[SELECTED TEXT]:

Peter H. Levitt, Jack C. McElroy, Shutts & Bowen, LLP, Orlando, FL, Jeffrey S. Elkins, Shutts & Bowen, LLP, Miami, FL, Daniel Nordby, Shutts & Bowen, LLP, Tallahassee, FL, James Timko, Dean Mead Egerton Bloodworth Capouano & Bozarth, PA, Orlando, FL, for Plaintiff-Appellant.
Christopher Thompson, Howard S. Marks, Burr & Forman, LLP, Orlando, FL, Kenneth D. Herron, Jr., Herron Hill Law Group, PLLC, Orlando, FL, for Defendant-Appellee.
Before Jill Pryor and Grant, Circuit Judges, and Maze,* District Judge.
William W. ("Bill") Cole, Jr., petitioned for Chapter 7 bankruptcy and listed PRN Real Estate & Investments, Ltd. ("PRN") as his primary creditor. PRN sought to exempt debts that Cole owes PRN from being discharged. The bankruptcy court granted judgment for Cole on all of PRN's claims and fully discharged Cole's debt. The district court affirmed.
For the reasons explained below, we agree with each of the bankruptcy court's rulings except one: we find that PRN pleaded a viable discharge exception in Count 3. We therefore AFFIRM IN PART and REVERSE IN PART the bankruptcy court's rulings and REMAND for further proceedings.

[RAW DATA]:

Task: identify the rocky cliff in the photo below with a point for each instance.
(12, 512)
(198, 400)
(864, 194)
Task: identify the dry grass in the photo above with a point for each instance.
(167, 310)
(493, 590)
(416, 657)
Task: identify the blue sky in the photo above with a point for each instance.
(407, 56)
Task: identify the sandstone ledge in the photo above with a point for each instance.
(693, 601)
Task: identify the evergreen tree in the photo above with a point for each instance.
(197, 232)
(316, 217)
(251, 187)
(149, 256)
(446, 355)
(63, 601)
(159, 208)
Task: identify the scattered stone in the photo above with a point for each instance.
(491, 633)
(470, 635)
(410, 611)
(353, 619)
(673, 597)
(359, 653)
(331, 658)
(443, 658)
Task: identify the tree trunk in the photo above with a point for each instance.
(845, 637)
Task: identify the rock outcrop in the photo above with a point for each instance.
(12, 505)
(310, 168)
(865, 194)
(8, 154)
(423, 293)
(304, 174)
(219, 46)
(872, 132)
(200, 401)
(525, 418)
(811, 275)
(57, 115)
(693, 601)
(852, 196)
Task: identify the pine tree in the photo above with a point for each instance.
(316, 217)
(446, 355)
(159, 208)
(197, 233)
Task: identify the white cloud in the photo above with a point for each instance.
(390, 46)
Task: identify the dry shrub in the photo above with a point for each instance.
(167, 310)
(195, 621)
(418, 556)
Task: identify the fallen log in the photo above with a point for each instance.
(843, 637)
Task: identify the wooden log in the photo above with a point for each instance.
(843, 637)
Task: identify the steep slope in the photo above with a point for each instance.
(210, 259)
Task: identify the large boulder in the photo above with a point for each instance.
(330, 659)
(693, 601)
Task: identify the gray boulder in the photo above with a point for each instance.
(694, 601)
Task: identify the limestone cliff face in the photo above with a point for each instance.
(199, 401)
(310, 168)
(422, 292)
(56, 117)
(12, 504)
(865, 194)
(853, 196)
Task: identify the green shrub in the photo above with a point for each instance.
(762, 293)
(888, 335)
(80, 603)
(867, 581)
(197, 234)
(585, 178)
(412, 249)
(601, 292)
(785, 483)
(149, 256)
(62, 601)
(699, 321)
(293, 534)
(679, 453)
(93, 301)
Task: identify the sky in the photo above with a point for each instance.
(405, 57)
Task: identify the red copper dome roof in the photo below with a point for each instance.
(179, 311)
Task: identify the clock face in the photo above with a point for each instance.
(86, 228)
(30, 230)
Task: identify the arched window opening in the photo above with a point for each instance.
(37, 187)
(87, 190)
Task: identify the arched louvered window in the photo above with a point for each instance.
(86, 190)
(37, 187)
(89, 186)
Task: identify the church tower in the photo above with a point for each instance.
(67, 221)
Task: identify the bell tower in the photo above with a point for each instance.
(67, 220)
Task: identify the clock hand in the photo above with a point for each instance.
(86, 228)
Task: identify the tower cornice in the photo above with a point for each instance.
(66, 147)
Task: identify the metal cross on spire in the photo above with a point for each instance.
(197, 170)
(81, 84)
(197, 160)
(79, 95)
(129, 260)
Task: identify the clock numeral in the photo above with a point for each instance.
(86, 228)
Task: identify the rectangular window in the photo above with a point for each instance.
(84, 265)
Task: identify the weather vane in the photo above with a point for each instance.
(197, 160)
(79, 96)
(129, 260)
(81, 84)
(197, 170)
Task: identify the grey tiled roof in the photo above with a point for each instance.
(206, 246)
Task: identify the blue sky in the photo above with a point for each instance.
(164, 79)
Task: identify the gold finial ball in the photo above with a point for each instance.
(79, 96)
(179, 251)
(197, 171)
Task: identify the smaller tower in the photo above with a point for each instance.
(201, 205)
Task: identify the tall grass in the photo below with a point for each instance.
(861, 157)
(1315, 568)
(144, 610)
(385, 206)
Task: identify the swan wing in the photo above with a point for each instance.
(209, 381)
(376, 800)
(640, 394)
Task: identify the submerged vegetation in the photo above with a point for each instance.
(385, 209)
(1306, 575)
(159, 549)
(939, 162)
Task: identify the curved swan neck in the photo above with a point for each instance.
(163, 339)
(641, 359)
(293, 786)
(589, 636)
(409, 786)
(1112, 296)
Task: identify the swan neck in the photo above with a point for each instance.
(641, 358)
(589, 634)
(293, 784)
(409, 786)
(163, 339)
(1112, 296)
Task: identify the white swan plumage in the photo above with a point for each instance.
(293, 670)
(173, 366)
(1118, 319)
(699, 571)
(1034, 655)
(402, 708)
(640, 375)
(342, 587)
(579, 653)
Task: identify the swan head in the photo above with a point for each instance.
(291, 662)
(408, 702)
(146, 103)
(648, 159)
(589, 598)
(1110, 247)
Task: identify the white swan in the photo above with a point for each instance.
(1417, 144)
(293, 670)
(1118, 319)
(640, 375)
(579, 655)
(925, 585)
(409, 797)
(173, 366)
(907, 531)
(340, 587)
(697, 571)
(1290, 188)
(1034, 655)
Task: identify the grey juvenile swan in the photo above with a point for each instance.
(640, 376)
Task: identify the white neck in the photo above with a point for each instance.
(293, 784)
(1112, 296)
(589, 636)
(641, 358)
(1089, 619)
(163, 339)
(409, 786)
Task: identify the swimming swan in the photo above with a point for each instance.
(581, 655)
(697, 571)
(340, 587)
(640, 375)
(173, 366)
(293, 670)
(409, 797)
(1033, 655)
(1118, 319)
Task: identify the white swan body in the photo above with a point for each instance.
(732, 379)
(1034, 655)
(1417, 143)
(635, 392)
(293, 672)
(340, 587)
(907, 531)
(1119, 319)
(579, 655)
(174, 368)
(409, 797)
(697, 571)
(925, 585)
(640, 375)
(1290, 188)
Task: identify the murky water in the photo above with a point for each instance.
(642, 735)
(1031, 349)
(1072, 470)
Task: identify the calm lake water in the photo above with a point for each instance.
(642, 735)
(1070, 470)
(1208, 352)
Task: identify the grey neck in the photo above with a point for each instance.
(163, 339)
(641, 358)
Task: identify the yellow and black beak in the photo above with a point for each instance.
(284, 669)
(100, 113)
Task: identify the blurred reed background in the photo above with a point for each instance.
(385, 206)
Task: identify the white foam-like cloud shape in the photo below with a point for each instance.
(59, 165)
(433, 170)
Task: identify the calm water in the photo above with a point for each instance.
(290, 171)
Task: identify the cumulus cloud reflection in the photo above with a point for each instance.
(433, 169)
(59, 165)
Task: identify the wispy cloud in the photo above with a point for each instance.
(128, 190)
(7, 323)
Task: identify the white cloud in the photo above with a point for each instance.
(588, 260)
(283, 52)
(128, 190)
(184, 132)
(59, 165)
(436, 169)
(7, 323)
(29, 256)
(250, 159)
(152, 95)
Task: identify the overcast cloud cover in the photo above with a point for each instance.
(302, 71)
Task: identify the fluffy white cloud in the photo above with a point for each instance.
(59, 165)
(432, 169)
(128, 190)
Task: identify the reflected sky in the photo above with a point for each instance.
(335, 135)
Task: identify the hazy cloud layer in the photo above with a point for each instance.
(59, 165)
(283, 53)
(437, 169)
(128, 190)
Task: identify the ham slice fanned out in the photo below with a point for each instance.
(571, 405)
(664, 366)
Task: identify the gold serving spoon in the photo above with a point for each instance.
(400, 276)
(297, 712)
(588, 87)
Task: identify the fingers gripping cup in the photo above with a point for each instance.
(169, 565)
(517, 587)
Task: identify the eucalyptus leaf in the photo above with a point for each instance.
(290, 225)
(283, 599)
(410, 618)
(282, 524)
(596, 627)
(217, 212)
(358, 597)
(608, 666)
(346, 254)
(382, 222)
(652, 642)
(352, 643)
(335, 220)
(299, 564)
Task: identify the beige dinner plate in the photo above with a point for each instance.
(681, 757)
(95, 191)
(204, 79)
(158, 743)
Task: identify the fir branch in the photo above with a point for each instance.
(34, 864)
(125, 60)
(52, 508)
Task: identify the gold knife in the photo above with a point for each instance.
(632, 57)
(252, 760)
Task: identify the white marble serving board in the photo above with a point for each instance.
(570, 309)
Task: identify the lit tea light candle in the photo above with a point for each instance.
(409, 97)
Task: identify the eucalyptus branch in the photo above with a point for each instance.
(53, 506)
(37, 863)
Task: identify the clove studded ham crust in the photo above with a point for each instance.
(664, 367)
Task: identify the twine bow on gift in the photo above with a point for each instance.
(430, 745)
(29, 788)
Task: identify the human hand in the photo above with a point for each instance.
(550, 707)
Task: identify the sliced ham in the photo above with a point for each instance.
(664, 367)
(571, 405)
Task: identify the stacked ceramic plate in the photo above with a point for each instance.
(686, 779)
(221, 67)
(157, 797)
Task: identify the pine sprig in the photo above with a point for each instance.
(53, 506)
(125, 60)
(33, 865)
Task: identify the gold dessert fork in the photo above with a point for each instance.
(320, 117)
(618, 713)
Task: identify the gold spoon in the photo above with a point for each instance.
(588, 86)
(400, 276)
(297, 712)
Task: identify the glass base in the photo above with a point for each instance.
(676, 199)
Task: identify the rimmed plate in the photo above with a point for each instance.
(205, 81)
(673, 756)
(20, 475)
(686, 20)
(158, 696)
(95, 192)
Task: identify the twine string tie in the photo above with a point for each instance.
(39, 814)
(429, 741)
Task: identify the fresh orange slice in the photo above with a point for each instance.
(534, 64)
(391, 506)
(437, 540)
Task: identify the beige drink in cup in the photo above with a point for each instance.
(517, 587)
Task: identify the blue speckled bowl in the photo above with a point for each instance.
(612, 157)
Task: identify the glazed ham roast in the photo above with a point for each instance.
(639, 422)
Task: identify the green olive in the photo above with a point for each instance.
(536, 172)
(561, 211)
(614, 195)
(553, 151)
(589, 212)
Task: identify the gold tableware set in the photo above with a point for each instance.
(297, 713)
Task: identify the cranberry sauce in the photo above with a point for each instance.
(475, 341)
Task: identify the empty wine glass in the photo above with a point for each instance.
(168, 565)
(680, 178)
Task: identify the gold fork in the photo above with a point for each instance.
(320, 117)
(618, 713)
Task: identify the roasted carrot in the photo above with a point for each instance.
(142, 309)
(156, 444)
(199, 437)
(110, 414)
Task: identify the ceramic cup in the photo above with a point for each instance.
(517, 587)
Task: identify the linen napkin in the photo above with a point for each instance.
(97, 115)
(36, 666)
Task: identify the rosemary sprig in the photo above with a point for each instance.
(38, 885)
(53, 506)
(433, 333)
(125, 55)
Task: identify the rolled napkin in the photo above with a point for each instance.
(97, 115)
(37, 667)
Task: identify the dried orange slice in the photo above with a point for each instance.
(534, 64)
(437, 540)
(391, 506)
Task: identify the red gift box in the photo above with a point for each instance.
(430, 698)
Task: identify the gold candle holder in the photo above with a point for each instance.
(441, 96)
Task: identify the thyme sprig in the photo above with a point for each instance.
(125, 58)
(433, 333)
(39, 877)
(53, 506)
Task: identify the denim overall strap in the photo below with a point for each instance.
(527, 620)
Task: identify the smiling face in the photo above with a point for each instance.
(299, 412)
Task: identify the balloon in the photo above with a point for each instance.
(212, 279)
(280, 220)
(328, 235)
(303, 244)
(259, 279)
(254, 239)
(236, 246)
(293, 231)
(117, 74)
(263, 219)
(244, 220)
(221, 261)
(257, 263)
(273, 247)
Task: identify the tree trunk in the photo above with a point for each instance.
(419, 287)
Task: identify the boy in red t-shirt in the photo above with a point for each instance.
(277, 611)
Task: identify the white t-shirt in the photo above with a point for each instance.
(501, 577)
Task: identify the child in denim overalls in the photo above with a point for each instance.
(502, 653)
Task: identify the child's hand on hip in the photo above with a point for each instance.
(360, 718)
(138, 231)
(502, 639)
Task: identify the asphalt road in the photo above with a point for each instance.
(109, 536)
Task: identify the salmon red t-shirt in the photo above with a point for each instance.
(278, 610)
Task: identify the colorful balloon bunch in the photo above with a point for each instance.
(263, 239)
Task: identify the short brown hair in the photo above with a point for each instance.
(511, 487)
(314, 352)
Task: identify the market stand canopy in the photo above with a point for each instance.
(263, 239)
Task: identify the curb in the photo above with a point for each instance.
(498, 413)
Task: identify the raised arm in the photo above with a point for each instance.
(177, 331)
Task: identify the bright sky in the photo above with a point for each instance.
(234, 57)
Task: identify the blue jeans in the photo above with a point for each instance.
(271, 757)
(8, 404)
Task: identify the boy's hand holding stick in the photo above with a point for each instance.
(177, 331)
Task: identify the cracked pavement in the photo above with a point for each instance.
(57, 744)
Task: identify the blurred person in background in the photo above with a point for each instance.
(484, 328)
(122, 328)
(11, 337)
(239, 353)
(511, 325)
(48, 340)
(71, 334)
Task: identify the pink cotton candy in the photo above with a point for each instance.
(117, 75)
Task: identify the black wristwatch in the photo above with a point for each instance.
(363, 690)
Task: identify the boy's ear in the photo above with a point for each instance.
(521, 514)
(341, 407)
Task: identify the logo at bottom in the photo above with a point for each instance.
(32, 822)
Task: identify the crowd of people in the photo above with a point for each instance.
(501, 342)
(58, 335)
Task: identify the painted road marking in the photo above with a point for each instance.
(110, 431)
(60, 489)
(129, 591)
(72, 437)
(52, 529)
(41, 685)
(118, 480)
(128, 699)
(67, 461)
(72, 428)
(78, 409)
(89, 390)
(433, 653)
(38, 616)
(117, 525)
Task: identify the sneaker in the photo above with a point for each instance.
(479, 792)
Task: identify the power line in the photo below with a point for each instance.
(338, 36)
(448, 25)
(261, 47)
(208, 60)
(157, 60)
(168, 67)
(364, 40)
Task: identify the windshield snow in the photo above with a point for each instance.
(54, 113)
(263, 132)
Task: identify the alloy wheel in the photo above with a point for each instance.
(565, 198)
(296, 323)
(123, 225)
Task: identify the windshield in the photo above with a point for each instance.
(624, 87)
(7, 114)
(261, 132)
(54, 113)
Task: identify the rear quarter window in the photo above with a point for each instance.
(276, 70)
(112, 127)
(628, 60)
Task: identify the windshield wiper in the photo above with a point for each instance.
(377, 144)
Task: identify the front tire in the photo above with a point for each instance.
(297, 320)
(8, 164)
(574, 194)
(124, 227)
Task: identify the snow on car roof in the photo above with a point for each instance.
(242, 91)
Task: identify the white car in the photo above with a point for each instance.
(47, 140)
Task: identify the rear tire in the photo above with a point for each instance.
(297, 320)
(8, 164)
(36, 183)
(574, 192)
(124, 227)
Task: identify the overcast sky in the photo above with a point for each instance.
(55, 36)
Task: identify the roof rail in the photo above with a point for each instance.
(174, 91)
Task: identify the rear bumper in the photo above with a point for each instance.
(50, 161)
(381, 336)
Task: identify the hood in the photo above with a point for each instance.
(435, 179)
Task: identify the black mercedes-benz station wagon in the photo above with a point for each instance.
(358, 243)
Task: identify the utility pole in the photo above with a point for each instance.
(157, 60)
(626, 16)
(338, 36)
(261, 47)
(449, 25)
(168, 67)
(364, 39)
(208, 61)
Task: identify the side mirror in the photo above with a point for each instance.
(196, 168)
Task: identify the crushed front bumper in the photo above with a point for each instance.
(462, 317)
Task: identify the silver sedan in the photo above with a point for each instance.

[WORK TO COMPLETE]:
a: Rewrite the paragraph of the bankruptcy appeal opinion that begins "William W. ("Bill") Cole" more briefly, keeping its main facts.
b: In the bankruptcy appeal opinion, rewrite the part starting at "Before Jill Pryor" and ending at "for further proceedings.", with "bankruptcy court" changed to "trial court".
c: Extend the bankruptcy appeal opinion past its last sentence.

[ANSWERS TO EACH TASK]:
a: Cole filed for Chapter 7 bankruptcy and named PRN Real Estate & Investments, Ltd. as his primary creditor. PRN tried to keep Cole's debts to it from being discharged. The bankruptcy court ruled for Cole on all of PRN's claims and discharged his debt in full, and the district court affirmed.

b:
Before Jill Pryor and Grant, Circuit Judges, and Maze,* District Judge.
William W. ("Bill") Cole, Jr., petitioned for Chapter 7 bankruptcy and listed PRN Real Estate & Investments, Ltd. ("PRN") as his primary creditor. PRN sought to exempt debts that Cole owes PRN from being discharged. The trial court granted judgment for Cole on all of PRN's claims and fully discharged Cole's debt. The district court affirmed.
For the reasons explained below, we agree with each of the trial court's rulings except one: we find that PRN pleaded a viable discharge exception in Count 3. We therefore AFFIRM IN PART and REVERSE IN PART the trial court's rulings and REMAND for further proceedings.

c:
Bill Cole and Nancy Rossman partnered to develop residential real estate for more than a decade. But their relationship has since devolved into what the bankruptcy court described as "open warfare." In short, Rossman claims that Cole sought bankruptcy to avoid paying the $15-plus million debt he owed Rossman's company, PRN. She also claims that Cole committed multiple acts of fraud to place his assets out of PRN's reach. The resulting fight has spilled across multiple state and federal courts, returning now to us for a second time.
Bill Cole has worn many hats: accountant, CFO, and real estate developer. As a developer, Cole would identify lucrative projects, then find investors and builders. Cole managed the projects on both ends, funding and construction. Some projects he managed through entities that he created for the project; others he managed with his partner, Allan Goldberg, through their joint business, C&G Real Estate Group, LLC ("C&G").
Nancy Rossman and her sisters owned PRN. PRN pumped millions of dollars into C&G projects starting in 2000. For the next eight years, Rossman's relationship with Cole was amicable and financially successful. Then the recession hit.
In 2008, Cole's projects were struggling. So PRN agreed to lend extra capital to Cole. In return, Cole agreed to personally guarantee the loans. But Cole could not repay the loans when they came due in November 2011.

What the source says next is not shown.